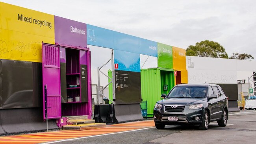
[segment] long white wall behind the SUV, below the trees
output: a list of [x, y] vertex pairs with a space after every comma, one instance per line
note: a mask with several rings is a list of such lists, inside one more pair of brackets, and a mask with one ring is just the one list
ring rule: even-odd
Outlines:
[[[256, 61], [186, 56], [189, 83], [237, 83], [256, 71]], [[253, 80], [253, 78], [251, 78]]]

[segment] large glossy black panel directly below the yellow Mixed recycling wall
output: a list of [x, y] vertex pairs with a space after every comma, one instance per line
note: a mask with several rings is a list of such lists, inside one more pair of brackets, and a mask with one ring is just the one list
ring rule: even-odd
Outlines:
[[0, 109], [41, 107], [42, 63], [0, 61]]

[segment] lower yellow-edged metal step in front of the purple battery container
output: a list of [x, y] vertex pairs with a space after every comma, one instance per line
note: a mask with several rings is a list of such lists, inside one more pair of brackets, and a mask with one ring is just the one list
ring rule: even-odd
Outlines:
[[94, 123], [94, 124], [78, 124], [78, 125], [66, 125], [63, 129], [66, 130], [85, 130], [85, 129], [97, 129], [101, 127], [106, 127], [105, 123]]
---
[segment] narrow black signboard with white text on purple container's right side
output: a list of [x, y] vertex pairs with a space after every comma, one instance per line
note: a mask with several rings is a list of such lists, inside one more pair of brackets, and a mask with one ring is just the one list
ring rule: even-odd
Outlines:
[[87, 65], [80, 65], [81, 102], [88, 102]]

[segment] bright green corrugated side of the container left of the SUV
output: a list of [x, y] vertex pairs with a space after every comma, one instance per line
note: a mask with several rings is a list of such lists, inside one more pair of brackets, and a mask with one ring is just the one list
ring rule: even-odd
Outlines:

Requirement: Copy out every line of the data in which the word "yellow" is found.

Result below:
[segment] large glossy black panel directly below the yellow Mixed recycling wall
[segment] lower yellow-edged metal step in front of the purple battery container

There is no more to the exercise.